> **EXERCISE DESCRIPTION**
Count the lines of the data below that contain the string "wire", treating uppercase and lowercase letters as different, and give only that number.

> **SUPPLIED INFORMATION**
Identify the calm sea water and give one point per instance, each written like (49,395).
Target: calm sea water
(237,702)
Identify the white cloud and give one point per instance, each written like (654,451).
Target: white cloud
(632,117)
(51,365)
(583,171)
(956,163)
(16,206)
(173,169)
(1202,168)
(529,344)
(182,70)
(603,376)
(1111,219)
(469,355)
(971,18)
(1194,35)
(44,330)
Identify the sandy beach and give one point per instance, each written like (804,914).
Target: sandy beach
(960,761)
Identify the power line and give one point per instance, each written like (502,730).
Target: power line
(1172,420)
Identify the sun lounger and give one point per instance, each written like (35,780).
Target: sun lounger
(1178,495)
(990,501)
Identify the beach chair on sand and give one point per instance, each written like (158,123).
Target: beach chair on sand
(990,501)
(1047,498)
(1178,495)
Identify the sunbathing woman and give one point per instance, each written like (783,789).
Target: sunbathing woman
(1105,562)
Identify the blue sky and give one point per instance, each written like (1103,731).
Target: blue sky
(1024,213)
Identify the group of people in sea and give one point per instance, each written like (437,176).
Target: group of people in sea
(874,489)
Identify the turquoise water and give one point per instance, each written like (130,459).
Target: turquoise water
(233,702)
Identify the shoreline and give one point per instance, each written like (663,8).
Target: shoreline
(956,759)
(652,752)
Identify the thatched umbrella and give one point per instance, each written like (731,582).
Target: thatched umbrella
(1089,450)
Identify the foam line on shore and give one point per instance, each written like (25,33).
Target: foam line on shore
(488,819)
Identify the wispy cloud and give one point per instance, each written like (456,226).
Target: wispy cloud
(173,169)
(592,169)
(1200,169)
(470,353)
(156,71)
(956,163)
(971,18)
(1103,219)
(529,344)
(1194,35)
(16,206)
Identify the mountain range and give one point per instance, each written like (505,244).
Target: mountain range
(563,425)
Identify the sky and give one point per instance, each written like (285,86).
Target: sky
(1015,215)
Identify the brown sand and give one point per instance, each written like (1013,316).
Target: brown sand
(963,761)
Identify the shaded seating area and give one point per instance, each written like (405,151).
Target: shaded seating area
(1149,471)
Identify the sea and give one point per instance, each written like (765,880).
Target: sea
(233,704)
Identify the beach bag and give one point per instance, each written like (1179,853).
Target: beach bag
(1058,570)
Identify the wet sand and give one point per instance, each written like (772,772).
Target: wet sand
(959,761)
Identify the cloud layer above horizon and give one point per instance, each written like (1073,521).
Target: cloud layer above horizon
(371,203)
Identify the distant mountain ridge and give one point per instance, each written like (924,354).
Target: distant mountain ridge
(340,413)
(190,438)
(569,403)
--
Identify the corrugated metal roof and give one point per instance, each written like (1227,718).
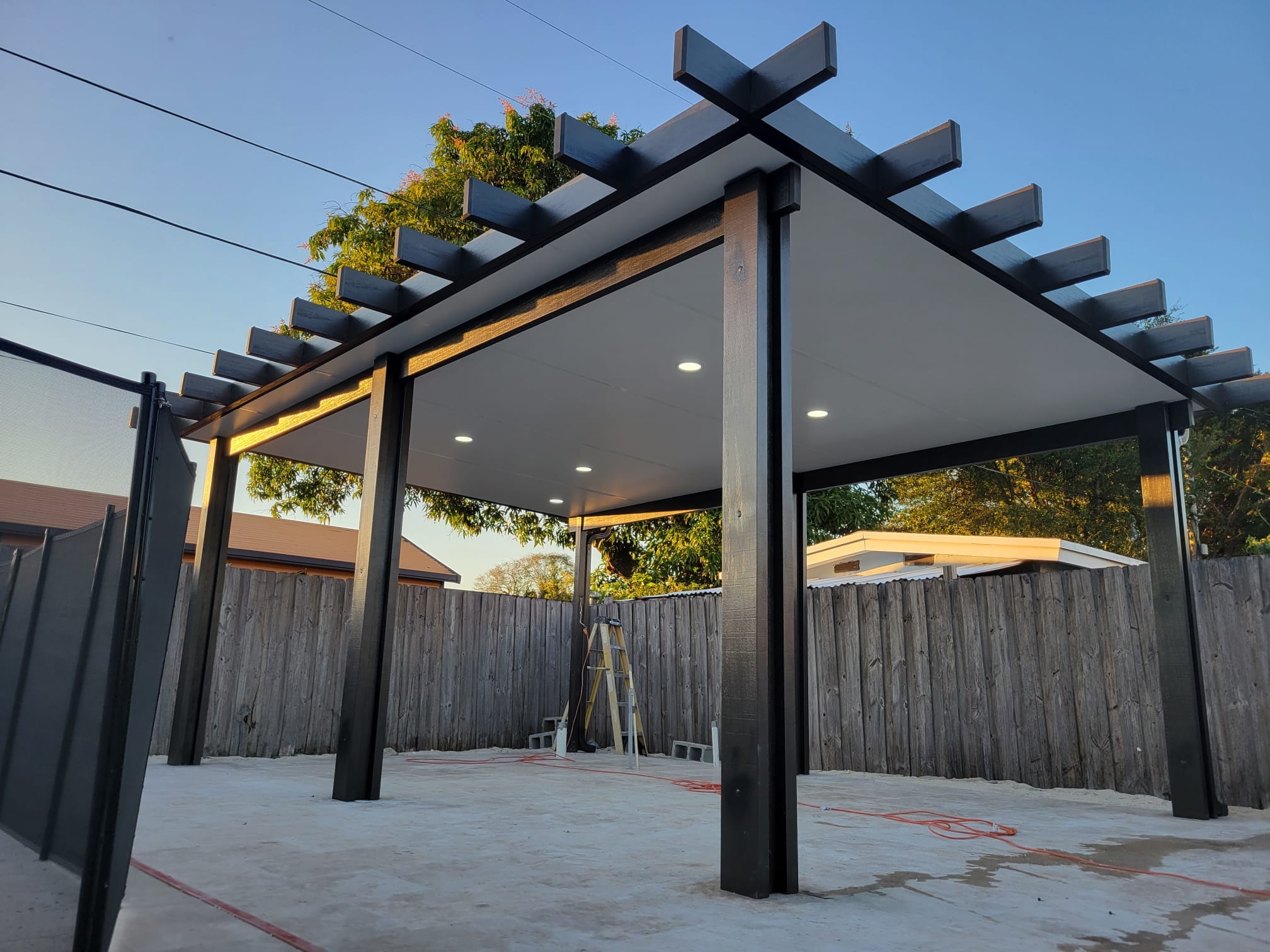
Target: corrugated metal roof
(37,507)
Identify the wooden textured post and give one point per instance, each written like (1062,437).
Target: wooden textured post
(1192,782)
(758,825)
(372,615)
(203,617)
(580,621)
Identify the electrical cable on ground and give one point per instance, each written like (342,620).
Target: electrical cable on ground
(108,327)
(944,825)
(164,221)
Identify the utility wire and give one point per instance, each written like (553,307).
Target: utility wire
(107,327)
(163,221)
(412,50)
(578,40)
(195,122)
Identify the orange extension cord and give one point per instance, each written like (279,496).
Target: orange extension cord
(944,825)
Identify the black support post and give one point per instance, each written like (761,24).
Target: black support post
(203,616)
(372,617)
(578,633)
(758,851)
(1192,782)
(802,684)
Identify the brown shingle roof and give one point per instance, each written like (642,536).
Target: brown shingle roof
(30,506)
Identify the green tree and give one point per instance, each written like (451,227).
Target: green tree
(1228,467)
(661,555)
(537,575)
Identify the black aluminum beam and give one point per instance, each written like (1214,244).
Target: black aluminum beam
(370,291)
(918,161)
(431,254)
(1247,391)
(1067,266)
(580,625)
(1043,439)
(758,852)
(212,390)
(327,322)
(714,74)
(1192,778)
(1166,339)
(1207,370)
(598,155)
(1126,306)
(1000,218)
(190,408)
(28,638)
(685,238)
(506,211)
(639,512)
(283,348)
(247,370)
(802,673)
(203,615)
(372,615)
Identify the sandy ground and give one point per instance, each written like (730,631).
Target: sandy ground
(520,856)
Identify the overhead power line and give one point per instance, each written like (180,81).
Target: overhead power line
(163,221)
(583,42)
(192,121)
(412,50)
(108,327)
* * *
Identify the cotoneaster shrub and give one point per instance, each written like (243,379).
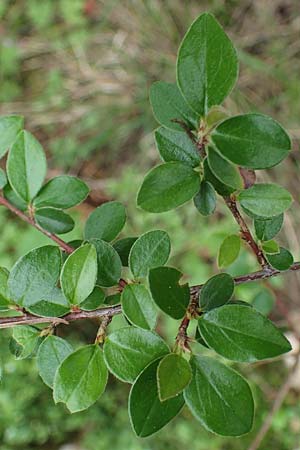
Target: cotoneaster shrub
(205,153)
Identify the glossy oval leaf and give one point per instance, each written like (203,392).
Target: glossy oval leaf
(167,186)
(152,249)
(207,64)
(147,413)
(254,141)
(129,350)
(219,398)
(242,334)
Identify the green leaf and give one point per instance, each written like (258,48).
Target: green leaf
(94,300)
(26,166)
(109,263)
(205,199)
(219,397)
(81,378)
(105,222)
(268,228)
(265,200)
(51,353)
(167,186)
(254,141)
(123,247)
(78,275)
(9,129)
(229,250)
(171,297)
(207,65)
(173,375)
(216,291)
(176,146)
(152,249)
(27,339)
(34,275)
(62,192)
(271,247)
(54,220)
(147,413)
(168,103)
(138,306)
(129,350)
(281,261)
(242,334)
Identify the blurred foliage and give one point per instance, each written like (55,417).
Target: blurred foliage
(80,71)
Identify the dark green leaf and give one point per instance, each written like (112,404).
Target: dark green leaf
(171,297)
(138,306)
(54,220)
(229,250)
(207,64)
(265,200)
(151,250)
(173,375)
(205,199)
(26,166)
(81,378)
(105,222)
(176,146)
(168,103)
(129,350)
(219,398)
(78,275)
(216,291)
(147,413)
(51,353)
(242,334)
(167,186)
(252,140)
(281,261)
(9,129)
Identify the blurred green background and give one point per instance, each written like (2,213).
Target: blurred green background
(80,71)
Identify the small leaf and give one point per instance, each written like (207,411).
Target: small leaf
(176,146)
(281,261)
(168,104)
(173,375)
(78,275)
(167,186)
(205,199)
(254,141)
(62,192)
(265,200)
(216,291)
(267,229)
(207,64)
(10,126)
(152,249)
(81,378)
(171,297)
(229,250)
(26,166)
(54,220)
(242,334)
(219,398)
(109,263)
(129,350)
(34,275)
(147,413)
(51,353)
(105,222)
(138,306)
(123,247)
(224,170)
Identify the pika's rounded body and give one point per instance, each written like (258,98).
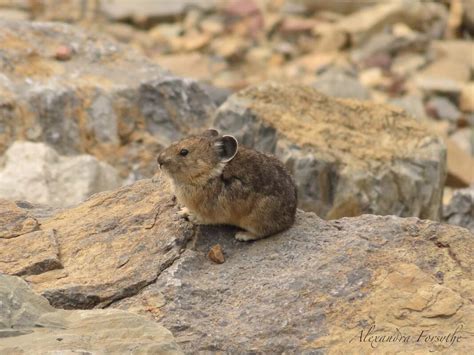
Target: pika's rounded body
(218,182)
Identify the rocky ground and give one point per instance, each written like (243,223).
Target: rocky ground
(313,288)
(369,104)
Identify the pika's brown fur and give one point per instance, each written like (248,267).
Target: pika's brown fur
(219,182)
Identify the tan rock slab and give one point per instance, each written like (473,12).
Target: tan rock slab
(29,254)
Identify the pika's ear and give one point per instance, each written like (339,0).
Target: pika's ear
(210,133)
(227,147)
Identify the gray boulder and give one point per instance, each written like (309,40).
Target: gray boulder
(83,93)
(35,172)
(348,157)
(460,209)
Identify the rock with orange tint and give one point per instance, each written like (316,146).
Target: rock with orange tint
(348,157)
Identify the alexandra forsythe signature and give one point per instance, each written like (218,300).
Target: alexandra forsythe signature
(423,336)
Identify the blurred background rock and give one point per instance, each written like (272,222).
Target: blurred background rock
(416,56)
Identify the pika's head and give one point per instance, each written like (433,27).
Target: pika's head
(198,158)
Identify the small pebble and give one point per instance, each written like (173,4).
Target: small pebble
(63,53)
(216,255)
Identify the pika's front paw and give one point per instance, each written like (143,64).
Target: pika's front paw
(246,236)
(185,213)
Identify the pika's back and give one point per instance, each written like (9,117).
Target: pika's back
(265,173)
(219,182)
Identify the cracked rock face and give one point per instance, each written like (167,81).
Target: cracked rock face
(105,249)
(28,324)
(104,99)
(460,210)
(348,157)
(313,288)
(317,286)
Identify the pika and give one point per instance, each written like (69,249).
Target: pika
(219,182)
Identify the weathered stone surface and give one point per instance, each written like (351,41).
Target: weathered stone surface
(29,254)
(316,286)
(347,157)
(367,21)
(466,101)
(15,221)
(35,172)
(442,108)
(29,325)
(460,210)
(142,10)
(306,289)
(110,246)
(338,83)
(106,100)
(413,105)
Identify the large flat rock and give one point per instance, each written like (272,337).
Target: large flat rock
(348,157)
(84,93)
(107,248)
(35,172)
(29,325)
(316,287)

> **RESULT FOR THIS EXERCISE**
2